# [Directives]
**a.** In the Salem letter passage, who was the "uncle D.A." mentioned in the letter?
**b.** Transcribe the Salem letter passage, starting at the words "The following letter" and stopping after "her false testimony.".

The following letter was written by this same young person to her father. Let it be observed that her grandfather had been executed the day before, partly upon her false testimony.

"From the Dungeon in Salem Prison.

"AUGUST 20, 1692.

"HONORED FATHER,—After my humble duty remembered to you, hoping in the Lord of your good health, as, blessed be God! I enjoy, though in abundance of affliction, being close confined here in a loathsome dungeon: the Lord look down in mercy upon me, not knowing how soon I shall be put to death, by means of the afflicted persons; my grandfather having suffered already, and all his estate seized for the king. The reason of my confinement is this: I having, through the magistrates' threatenings, and my own vile and wretched heart, confessed several things contrary to my conscience and knowledge, though to the wounding of my own soul; (the Lord pardon me for it!) but, oh! the terrors of a wounded conscience who can bear? But, blessed be the Lord! he would not let me go on in my sins, but in mercy, I hope, to my soul, would not suffer me to keep it any longer: but I was forced to confess the truth of all before the magistrates, who would not believe me; but it is their pleasure to put me in here, and God knows how soon I shall be put to death. Dear father, let me beg your prayers to the Lord on my behalf, and send us a joyful and happy meeting in heaven. My mother, poor woman, is very crazy, and remembers her kind love to you, and to uncle; viz., D.A. So, leaving you to the protection of the Lord, I rest, your dutiful daughter,

MARGARET JACOBS."

A temporary illness led to the postponement of her trial; and, before the next sitting of the Court, the delusion had passed away.

The "uncle D.A.," referred to, was Daniel Andrew, their nearest neighbor, who had escaped at the same time with her father. She calls him "uncle." He was, it is probable, a brother of John Andrew who had married Ann Jacobs, sister of her father. Words of relationship were then used with a wide sense.

Entries from a dataset

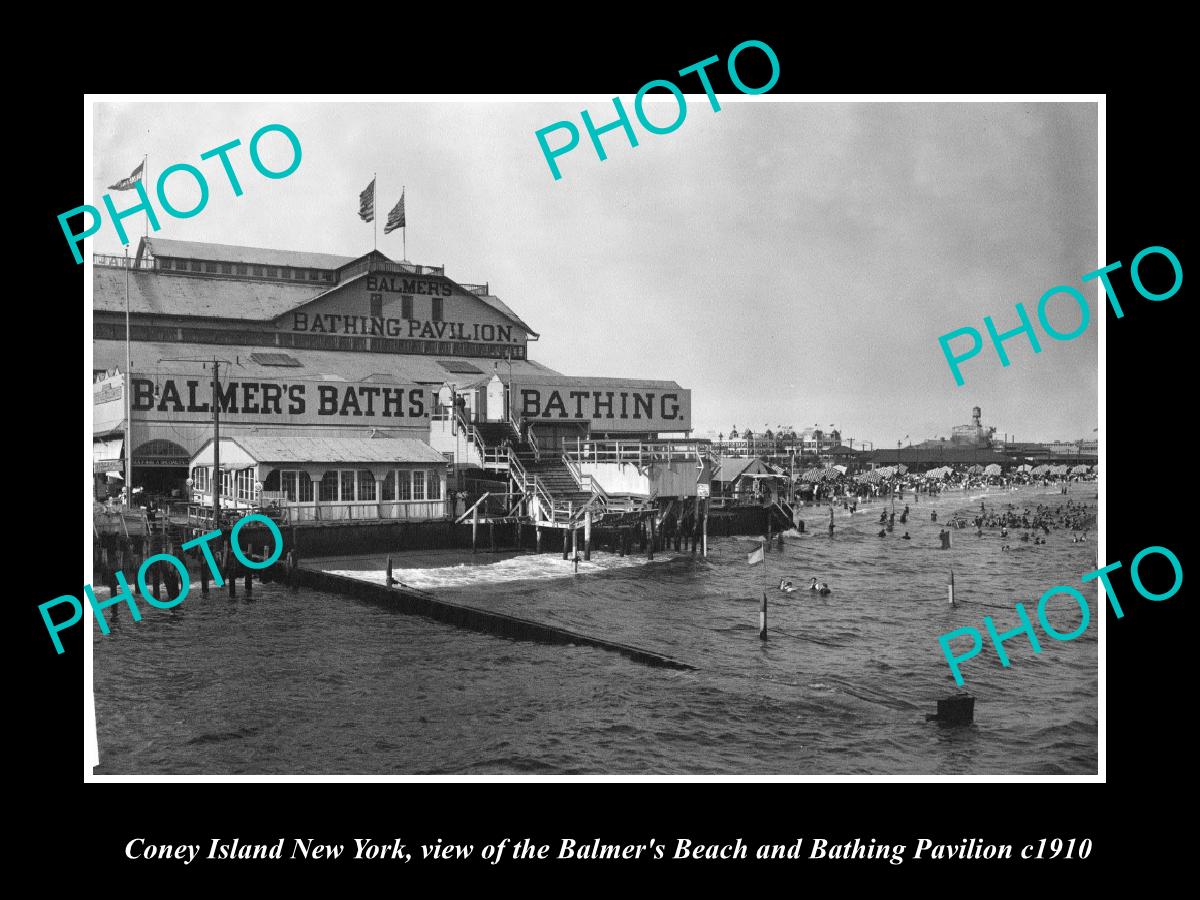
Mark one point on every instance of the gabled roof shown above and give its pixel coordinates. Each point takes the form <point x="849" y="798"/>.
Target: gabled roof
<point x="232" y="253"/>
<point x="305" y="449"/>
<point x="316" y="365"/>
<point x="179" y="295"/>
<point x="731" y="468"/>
==
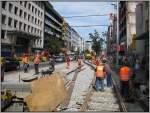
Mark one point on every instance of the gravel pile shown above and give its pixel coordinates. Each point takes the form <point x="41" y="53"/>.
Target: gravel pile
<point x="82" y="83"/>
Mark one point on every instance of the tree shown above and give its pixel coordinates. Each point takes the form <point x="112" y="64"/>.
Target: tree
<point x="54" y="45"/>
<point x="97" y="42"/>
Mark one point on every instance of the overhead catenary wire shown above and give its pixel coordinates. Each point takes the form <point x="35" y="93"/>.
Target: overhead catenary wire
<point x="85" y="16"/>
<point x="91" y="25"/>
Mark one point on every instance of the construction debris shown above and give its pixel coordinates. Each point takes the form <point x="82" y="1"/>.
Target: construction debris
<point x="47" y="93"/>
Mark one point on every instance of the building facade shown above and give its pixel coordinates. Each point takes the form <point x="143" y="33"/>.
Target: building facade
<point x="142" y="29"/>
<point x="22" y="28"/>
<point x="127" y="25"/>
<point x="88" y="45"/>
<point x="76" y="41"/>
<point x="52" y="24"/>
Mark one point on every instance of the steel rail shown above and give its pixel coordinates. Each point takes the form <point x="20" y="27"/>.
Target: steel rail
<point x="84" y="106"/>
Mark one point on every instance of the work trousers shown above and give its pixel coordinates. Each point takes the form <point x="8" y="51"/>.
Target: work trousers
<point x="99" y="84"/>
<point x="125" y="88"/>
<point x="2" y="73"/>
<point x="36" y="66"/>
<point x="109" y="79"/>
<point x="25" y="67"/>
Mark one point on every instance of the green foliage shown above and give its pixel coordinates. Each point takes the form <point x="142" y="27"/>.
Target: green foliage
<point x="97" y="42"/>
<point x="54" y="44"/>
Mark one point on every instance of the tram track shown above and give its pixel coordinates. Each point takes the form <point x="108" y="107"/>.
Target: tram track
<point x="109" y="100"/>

# [Answer list]
**a.** He was Daniel Andrew, the family's nearest neighbor.

**b.**
The following letter was written by this same young person to her father. Let it be observed that her grandfather had been executed the day before, partly upon her false testimony.